* Start *
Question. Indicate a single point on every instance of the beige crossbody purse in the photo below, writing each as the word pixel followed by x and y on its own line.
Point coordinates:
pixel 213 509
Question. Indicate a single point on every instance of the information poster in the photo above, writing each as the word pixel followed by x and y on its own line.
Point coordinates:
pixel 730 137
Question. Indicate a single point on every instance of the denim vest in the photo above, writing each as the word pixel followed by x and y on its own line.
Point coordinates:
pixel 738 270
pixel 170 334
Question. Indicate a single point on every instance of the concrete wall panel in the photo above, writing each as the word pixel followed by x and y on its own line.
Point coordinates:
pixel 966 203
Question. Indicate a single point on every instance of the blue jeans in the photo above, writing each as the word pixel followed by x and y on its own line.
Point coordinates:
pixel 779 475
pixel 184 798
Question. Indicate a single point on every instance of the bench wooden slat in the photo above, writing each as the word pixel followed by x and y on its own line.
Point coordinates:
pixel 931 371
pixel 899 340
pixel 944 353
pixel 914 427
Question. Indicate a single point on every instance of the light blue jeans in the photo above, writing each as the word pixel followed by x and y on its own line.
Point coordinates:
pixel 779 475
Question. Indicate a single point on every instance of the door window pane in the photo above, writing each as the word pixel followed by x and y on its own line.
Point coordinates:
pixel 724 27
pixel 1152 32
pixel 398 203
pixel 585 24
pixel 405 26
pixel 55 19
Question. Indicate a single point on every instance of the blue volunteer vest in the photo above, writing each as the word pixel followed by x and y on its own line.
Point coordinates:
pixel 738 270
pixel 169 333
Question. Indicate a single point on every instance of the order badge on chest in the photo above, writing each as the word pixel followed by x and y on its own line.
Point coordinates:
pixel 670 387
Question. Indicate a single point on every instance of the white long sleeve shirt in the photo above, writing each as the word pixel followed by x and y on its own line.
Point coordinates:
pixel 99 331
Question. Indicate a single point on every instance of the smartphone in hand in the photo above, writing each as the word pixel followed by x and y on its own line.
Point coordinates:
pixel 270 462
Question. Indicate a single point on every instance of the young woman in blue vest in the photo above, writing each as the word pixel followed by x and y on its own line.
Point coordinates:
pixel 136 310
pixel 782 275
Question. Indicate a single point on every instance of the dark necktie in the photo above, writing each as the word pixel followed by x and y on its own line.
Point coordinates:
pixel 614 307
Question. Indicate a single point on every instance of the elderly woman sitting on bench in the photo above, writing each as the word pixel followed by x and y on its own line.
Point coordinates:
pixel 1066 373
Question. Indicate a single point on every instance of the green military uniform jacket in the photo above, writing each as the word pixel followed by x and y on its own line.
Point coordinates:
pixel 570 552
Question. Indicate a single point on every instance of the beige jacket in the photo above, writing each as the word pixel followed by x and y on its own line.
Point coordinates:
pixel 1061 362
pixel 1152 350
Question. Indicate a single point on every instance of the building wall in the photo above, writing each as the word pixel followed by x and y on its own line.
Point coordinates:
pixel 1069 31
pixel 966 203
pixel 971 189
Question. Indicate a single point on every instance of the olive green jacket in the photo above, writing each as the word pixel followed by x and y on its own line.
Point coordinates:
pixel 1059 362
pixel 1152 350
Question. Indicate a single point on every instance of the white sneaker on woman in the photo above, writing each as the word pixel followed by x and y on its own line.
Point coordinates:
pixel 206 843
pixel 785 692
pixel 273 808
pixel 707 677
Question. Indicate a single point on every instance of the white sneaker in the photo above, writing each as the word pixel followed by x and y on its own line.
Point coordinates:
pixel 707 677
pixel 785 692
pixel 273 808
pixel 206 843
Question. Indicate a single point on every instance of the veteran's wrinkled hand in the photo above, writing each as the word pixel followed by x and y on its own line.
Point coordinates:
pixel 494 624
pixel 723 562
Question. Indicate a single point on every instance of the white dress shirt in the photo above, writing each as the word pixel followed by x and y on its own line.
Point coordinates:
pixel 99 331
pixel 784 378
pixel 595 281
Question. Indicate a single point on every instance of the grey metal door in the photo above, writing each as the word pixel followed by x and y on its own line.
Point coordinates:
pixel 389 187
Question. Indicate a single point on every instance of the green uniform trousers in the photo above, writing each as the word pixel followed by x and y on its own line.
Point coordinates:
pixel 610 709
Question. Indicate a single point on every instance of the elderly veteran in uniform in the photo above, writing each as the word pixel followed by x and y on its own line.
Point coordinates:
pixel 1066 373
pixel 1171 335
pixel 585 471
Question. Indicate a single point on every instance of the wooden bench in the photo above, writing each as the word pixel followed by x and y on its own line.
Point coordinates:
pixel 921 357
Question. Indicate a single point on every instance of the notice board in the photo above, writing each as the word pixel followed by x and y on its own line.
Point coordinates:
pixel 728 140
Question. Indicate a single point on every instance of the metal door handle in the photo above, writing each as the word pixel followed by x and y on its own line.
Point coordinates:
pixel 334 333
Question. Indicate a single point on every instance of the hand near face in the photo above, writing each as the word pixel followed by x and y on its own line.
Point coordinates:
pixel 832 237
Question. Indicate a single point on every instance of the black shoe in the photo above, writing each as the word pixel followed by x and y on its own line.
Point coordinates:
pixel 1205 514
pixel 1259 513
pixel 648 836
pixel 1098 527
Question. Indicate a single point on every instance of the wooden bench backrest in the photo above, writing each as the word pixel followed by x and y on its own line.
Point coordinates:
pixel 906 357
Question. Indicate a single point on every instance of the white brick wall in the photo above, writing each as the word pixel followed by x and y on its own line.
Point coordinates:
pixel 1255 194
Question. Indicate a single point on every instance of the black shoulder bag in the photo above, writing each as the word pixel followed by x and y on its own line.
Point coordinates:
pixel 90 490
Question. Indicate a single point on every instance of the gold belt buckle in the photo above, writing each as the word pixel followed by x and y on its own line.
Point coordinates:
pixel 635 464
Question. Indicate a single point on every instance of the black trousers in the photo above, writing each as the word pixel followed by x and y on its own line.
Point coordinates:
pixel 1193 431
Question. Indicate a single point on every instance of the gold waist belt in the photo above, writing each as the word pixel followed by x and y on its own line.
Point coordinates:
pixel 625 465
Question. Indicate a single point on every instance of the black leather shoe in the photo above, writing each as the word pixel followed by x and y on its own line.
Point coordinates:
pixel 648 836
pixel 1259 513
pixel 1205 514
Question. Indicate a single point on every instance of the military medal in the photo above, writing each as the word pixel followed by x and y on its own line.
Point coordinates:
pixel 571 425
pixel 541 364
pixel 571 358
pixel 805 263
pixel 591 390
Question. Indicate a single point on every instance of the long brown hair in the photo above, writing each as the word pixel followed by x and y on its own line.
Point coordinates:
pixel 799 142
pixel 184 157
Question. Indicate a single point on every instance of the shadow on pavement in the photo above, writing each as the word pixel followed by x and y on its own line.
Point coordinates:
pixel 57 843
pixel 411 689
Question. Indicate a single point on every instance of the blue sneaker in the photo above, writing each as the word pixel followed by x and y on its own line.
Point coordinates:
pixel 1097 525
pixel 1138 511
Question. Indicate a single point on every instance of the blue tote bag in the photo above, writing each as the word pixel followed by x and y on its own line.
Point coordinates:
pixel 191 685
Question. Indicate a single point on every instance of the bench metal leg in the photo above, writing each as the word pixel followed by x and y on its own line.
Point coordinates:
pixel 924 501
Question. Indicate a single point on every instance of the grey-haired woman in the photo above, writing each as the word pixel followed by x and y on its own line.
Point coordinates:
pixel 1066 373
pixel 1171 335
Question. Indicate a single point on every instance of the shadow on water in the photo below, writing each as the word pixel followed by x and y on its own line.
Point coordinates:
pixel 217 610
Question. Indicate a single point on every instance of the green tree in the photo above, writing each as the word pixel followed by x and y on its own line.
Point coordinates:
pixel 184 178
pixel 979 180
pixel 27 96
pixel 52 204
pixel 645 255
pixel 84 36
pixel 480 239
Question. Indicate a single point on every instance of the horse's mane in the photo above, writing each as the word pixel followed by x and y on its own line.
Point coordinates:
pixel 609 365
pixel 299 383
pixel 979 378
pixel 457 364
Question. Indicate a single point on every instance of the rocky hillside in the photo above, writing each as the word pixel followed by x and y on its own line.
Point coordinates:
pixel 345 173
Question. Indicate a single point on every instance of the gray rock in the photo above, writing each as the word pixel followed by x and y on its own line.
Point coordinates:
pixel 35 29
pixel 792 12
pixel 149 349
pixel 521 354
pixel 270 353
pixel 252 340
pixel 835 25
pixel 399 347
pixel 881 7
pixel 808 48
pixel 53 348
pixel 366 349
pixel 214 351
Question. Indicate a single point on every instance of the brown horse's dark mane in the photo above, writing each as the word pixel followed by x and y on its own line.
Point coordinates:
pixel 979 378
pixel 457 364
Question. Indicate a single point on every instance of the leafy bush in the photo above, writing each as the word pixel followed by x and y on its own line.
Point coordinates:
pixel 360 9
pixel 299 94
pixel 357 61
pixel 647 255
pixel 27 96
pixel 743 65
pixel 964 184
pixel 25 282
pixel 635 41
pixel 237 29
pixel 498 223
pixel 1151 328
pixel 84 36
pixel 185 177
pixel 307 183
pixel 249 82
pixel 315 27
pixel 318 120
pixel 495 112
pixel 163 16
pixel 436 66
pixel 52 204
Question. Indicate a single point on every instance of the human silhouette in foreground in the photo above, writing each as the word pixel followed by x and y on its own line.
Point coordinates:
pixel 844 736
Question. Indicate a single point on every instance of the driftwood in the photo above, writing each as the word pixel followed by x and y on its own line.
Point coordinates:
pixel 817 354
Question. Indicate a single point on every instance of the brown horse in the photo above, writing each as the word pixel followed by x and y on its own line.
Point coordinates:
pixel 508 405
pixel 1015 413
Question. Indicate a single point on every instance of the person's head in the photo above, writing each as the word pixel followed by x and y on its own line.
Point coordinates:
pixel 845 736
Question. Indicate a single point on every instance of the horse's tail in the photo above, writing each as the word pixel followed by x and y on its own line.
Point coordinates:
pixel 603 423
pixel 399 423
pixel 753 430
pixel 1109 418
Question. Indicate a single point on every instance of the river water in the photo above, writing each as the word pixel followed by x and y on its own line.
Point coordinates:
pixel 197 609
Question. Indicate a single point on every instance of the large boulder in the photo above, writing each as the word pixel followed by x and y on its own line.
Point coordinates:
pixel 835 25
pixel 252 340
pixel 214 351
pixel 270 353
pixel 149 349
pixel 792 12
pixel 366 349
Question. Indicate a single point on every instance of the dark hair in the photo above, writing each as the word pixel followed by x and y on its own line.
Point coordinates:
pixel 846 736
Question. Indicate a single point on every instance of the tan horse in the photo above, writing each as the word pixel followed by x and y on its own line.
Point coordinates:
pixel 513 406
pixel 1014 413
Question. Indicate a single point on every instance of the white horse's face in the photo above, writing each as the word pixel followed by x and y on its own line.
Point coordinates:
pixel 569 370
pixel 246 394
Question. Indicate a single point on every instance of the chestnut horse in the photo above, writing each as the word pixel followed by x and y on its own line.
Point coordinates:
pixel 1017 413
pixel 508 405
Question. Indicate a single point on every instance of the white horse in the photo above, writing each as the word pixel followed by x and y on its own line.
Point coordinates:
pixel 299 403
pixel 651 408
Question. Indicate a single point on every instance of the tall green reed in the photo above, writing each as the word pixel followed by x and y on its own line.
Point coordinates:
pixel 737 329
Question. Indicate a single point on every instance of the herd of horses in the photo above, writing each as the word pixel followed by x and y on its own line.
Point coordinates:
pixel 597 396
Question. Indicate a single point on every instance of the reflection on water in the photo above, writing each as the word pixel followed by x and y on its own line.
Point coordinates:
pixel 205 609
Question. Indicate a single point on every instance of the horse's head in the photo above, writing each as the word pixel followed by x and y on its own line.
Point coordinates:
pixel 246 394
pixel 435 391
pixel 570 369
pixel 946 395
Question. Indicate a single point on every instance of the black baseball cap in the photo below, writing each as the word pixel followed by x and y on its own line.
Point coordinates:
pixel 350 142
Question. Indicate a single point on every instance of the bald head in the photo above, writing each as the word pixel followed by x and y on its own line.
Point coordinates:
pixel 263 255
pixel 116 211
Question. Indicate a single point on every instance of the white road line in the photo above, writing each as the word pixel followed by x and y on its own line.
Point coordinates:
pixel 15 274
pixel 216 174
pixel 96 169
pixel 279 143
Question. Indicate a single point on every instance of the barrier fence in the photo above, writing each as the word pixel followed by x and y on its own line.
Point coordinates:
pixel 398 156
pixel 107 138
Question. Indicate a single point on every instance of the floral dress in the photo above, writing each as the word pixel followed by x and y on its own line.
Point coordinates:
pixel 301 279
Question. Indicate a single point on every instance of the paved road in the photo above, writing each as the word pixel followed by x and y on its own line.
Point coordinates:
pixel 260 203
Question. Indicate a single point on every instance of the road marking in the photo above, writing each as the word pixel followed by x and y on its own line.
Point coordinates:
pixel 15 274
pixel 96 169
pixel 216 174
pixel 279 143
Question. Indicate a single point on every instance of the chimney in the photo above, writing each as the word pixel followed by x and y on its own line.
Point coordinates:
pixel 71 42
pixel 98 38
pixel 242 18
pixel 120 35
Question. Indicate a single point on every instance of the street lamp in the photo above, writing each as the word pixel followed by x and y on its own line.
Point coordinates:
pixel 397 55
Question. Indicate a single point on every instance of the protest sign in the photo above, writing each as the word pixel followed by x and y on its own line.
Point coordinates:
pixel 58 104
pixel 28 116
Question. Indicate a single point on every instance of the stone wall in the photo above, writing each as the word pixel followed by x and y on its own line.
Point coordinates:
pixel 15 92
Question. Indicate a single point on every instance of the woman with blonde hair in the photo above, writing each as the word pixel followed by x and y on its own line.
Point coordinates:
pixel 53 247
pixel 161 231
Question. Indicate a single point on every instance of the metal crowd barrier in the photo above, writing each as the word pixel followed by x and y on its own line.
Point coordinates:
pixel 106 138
* End *
What is being asked:
Reproduce the records unchanged, from the line containing "the blue tote" through the line containing "pixel 191 685", both included.

Reply to the exercise:
Question. Indicate a single point on every instance of the blue tote bag in the photo above, writing each as the word pixel followed by x and y on its own line.
Point coordinates:
pixel 191 685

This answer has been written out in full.